-- Given task --
Which lines in the records below contain the word "human"? Pick out each such line and copy it in full.

begin

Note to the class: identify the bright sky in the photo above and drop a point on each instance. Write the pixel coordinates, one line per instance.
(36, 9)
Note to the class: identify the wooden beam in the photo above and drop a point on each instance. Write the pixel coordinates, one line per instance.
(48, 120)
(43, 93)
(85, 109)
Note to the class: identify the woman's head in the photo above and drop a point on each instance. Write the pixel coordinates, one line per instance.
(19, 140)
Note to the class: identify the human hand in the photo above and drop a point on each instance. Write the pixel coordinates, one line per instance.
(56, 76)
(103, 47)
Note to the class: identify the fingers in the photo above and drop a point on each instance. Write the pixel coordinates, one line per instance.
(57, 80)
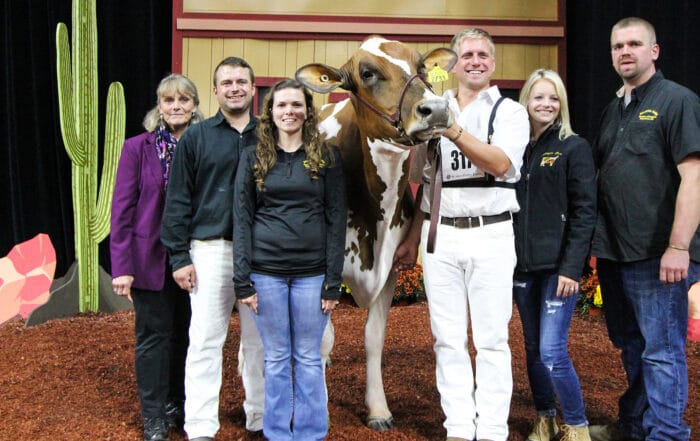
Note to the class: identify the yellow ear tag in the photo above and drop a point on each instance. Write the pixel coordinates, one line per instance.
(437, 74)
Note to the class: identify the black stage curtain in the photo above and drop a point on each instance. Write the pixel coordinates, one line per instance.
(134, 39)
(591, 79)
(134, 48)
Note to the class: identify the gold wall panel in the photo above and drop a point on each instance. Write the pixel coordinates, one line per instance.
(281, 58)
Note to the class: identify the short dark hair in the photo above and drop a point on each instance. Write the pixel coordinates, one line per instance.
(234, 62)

end
begin

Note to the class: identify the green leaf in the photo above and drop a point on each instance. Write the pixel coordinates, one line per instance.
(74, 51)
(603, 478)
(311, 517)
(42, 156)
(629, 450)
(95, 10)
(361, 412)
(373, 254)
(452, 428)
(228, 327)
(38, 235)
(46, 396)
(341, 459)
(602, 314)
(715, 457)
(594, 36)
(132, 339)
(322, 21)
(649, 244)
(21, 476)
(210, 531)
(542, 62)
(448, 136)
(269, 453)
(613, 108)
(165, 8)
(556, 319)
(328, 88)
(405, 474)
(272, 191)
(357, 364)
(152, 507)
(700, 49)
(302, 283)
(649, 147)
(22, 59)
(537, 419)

end

-- The answer --
Note to the class: identify the human hand in the photo above and drop a point on each instance. Write the pixel coordinates, one line per instance.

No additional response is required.